■ CONSIGNE ■
Relevez, dans les items ci-dessous, toutes les lignes qui contiennent la chaîne « tree ».

■ DONNÉES À TRAITER ■
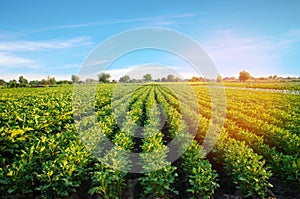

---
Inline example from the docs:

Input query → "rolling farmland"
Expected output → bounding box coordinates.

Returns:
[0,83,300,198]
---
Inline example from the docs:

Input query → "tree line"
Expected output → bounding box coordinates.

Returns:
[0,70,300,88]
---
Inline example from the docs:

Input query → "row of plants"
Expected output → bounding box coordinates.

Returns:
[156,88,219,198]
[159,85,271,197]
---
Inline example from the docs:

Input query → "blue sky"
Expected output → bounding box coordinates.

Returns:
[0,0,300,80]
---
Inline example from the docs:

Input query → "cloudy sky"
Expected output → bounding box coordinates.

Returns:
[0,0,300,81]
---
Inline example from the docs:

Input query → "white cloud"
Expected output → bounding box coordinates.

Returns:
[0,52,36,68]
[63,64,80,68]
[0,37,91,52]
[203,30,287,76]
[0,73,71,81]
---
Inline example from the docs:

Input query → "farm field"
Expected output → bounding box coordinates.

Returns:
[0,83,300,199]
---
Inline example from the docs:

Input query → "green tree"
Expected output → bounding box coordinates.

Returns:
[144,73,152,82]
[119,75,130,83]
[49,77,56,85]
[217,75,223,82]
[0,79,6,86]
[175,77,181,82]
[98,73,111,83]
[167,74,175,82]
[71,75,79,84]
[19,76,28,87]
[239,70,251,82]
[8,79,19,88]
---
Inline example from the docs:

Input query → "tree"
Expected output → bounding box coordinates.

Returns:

* * *

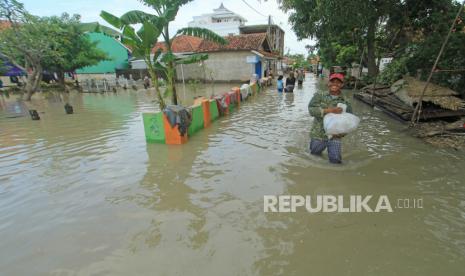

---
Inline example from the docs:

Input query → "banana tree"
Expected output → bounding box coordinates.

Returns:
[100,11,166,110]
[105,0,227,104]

■ RÉSULTAT ■
Input query → "tree line"
Input query → "green tree"
Input query → "tree"
Input query → "banana tree"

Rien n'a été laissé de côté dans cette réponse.